(Beginning of Material provided)

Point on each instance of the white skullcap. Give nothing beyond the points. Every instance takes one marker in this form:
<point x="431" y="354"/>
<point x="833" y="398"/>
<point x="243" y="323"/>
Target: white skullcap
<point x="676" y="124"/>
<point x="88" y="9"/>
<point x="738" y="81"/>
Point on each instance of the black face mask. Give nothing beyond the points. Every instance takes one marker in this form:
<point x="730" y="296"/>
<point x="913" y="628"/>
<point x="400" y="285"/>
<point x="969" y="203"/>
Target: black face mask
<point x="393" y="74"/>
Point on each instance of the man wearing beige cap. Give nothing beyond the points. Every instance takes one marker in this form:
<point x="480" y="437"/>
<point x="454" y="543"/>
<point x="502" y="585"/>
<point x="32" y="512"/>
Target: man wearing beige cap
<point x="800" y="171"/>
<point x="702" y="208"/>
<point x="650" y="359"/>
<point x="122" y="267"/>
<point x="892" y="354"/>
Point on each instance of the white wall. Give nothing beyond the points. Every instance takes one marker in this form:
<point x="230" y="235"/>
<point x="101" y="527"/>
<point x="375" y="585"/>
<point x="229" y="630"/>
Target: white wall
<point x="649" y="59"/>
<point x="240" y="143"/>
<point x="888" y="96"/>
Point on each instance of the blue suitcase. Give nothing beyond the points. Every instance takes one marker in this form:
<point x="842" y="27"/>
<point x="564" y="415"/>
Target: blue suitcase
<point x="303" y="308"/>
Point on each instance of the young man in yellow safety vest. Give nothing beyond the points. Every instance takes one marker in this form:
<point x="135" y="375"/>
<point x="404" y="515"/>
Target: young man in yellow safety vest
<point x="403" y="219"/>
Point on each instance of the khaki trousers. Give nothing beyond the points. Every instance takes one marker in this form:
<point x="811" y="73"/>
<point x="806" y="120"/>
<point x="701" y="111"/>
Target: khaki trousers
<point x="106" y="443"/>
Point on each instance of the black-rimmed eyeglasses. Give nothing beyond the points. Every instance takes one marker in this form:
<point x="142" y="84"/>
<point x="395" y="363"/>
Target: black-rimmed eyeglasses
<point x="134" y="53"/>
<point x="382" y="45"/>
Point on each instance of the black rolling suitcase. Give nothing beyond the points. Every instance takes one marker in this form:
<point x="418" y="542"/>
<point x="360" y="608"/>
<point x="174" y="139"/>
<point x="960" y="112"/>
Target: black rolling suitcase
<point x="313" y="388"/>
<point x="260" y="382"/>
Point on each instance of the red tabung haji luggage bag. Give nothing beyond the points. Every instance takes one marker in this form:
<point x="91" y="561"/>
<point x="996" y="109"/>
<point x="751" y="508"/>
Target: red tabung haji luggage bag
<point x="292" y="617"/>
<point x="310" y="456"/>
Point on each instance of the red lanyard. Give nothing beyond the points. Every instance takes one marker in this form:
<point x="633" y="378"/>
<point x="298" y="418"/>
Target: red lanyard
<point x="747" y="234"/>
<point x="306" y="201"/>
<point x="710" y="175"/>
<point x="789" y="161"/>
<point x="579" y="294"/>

(End of Material provided)

_Instructions to follow:_ Would you repeat all of the entries exactly?

_Problem solution:_
Point on each instance of the white skullcap. Give nothing beyond the points. Every instance takes one marker in this form:
<point x="431" y="354"/>
<point x="833" y="398"/>
<point x="243" y="323"/>
Target: white skullcap
<point x="676" y="124"/>
<point x="88" y="9"/>
<point x="738" y="81"/>
Point on each instance of the black face mask. Give nothing beyond the points. Every instance takes one marker in this form:
<point x="730" y="296"/>
<point x="913" y="628"/>
<point x="400" y="285"/>
<point x="969" y="203"/>
Target: black face mask
<point x="393" y="74"/>
Point on each instance of the man wearing beige cap. Give nothing beyond the points. Every instance takes one marker in this form:
<point x="480" y="437"/>
<point x="454" y="543"/>
<point x="502" y="585"/>
<point x="32" y="512"/>
Target: man wearing beige cap
<point x="800" y="171"/>
<point x="702" y="208"/>
<point x="650" y="359"/>
<point x="122" y="267"/>
<point x="892" y="354"/>
Point on each instance of the white wall. Give nothing beyond the points. Every instance takes one marker in this form:
<point x="230" y="235"/>
<point x="101" y="527"/>
<point x="375" y="585"/>
<point x="229" y="630"/>
Target: white wall
<point x="649" y="59"/>
<point x="240" y="143"/>
<point x="888" y="96"/>
Point on each instance of the blue suitcase. Give nothing beyond the points. Every instance takes one marker in this form:
<point x="842" y="27"/>
<point x="564" y="415"/>
Target: blue suitcase
<point x="303" y="308"/>
Point on each instance of the young man in yellow safety vest. Give nothing beyond the points. Every instance takes one marker in this form:
<point x="135" y="375"/>
<point x="404" y="515"/>
Target: young man in yellow safety vest
<point x="403" y="219"/>
Point on each instance of the khaki trousers. Give nothing beyond the points. Every instance takes one marker in this form:
<point x="811" y="73"/>
<point x="806" y="120"/>
<point x="701" y="111"/>
Target: khaki trousers
<point x="106" y="443"/>
Point on each instance of the black-rimmed eyeglasses. Give nothing beyond the points. Every instance takes one marker in this form:
<point x="142" y="84"/>
<point x="395" y="363"/>
Target: black-rimmed eyeglasses
<point x="134" y="53"/>
<point x="382" y="45"/>
Point on each instance of the black rolling suitcase. Give nothing beyond the points. Every instance takes one marker in this form:
<point x="418" y="542"/>
<point x="360" y="608"/>
<point x="174" y="139"/>
<point x="960" y="112"/>
Target: black rolling suitcase
<point x="313" y="388"/>
<point x="260" y="382"/>
Point on each instance of the red tabung haji luggage bag. Give nothing beyond the points. Every instance takes one marker in this form:
<point x="91" y="561"/>
<point x="996" y="109"/>
<point x="751" y="508"/>
Target: red tabung haji luggage bag
<point x="292" y="617"/>
<point x="310" y="456"/>
Point on each instance of the red lanyard. Give nothing beyond the points. Every instance takes one marker in this form:
<point x="633" y="378"/>
<point x="298" y="418"/>
Target: red lanyard
<point x="747" y="234"/>
<point x="306" y="201"/>
<point x="710" y="175"/>
<point x="789" y="161"/>
<point x="579" y="294"/>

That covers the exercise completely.